- _TASK_
Which lines in the records below contain the word "dark"? Return each of them.

- _ENTRIES_
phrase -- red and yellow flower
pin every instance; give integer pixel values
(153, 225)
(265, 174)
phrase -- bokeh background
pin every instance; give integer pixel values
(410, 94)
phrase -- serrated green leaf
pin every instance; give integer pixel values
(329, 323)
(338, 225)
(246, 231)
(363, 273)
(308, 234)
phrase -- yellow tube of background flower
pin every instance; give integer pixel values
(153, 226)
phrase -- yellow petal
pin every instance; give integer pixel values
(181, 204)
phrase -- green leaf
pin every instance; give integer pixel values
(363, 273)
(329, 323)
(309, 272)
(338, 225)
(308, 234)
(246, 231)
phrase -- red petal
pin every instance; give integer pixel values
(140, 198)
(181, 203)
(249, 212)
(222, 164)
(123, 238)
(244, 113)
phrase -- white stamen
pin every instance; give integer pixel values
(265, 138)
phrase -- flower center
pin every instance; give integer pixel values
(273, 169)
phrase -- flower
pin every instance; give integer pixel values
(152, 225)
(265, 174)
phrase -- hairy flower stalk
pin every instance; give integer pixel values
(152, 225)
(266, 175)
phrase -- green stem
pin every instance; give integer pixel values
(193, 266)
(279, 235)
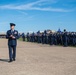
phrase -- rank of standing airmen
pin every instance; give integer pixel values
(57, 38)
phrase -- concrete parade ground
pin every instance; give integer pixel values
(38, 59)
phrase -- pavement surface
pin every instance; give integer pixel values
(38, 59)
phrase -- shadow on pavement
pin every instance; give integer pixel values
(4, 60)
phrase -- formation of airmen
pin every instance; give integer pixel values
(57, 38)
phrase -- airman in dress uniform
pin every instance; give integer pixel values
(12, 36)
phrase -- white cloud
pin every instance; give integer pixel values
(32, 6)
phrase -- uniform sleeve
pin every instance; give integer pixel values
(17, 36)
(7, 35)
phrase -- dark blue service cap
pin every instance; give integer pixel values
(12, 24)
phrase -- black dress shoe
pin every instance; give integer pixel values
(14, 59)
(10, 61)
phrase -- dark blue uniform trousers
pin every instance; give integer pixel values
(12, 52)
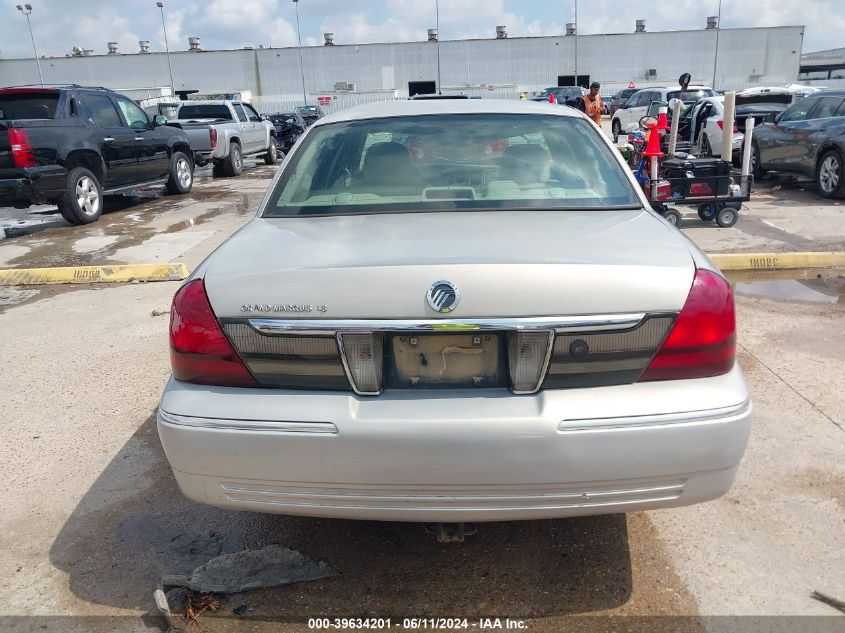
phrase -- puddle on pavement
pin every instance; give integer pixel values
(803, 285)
...
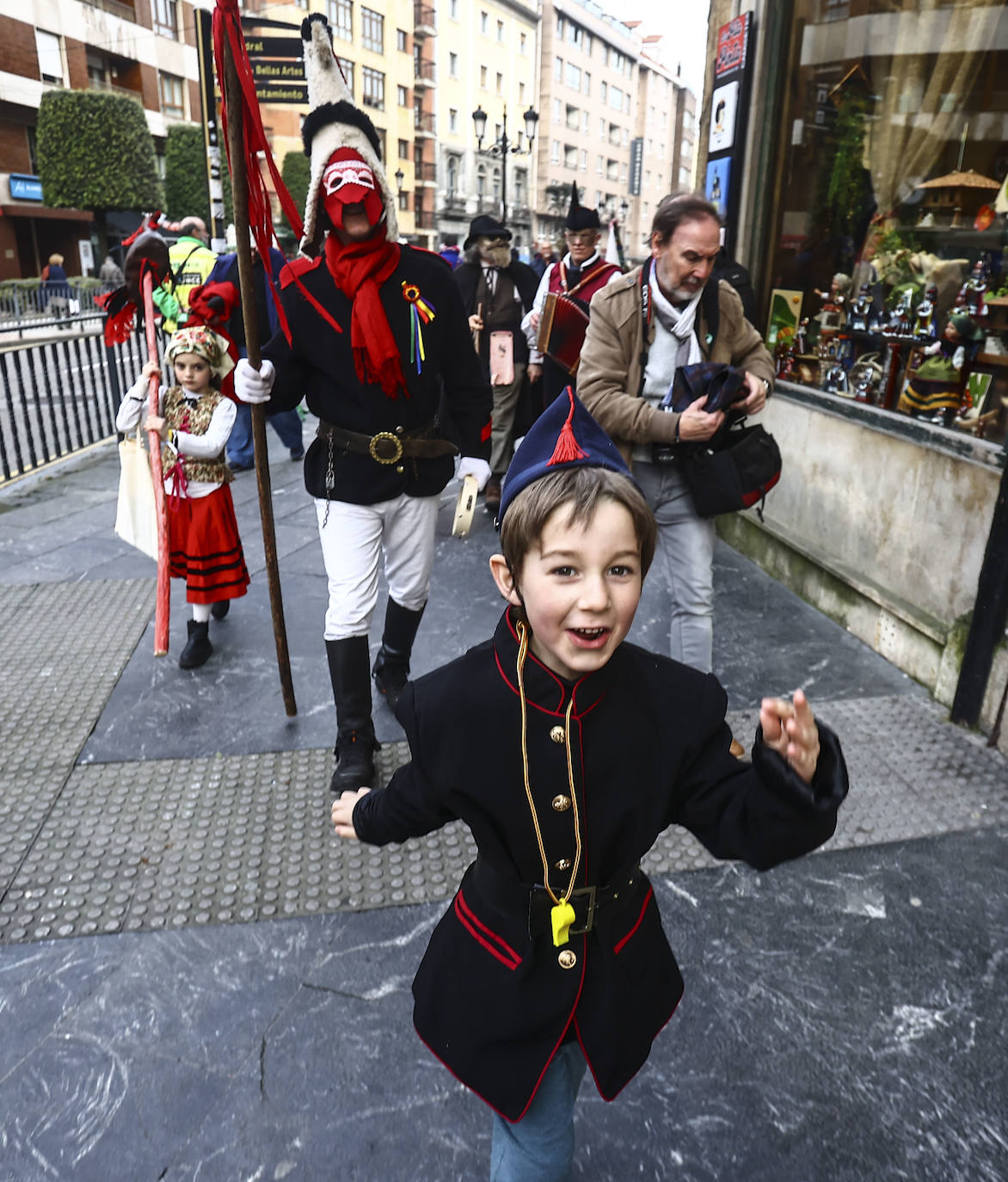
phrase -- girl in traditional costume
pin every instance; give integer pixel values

- _ANSWER FOR THIS EXERCISE_
phrase -- dark blue service cap
phrase -- dark blue uniform trousers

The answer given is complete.